**ACTIVITY**. From the listing below, reproduce word for word the part that opens with the line containing "such as [617,675]." and closes with the line containing "such as [649,399]."; reproduce nothing else.

**RECORDS FOR THE TASK**.
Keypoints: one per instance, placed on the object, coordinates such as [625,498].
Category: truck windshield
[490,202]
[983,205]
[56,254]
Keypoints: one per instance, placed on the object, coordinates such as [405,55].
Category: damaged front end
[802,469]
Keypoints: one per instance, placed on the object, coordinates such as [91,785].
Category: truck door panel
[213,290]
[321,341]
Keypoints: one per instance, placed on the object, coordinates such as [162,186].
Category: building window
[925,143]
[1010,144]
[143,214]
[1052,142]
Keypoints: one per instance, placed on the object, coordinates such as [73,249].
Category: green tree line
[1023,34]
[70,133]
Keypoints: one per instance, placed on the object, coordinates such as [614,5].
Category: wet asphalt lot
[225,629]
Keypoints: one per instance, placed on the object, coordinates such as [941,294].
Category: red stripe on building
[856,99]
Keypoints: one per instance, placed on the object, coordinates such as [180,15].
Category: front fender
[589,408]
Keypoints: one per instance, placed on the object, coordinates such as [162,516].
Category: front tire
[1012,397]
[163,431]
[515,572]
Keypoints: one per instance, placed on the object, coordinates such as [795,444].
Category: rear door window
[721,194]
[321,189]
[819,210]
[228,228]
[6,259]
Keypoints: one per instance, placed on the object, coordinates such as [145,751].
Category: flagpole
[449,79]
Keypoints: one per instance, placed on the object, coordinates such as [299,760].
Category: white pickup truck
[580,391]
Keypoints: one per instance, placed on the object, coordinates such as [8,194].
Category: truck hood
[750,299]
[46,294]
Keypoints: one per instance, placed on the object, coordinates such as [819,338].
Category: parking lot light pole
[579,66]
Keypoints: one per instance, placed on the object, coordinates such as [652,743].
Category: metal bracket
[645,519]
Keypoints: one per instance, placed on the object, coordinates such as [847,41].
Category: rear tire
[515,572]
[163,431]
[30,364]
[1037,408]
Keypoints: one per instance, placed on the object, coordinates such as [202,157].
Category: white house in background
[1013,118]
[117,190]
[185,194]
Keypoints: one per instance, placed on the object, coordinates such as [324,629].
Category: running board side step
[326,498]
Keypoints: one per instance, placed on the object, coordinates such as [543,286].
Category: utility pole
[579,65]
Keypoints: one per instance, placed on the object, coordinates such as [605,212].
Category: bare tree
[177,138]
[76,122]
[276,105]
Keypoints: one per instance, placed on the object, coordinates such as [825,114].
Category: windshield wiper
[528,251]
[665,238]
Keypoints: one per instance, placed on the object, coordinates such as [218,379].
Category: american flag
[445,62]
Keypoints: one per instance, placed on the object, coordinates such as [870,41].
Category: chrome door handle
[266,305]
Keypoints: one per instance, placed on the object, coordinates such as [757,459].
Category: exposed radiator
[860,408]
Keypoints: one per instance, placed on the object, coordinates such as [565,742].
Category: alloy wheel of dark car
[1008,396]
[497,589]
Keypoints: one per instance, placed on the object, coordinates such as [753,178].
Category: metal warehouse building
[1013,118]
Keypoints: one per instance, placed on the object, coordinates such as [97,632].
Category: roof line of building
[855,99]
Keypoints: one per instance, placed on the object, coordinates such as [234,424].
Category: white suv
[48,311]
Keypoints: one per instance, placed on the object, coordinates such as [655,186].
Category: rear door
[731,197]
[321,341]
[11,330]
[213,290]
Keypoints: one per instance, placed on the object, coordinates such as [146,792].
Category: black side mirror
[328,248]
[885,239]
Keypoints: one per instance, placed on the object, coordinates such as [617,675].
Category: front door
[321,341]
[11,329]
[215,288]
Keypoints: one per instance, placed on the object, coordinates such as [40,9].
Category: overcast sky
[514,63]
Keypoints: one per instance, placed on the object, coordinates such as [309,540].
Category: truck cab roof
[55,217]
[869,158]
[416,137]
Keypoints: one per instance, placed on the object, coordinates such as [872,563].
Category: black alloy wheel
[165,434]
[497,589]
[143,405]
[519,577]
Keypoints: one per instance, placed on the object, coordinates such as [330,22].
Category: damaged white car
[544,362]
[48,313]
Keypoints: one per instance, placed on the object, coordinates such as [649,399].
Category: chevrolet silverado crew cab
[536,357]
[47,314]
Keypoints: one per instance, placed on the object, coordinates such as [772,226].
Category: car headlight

**RESULT OF THIS EXERCISE**.
Keypoints: one per instance, placed on the object, coordinates such as [617,675].
Category: front door
[321,341]
[11,329]
[215,288]
Keypoints: one per instance, placed on the object, coordinates such as [40,9].
Category: overcast sky
[514,63]
Keypoints: one per instance, placed on the object, coordinates such as [309,540].
Category: truck cab roof
[55,217]
[869,158]
[416,137]
Keypoints: one per instance, placed on the object, coordinates such as [872,563].
Category: black alloy wheel
[165,434]
[497,589]
[143,405]
[519,577]
Keypoints: one per instance, placed on the object, coordinates such as [330,22].
Category: damaged white car
[544,362]
[48,313]
Keypoints: one per instance, placed on the object, coordinates such as [649,399].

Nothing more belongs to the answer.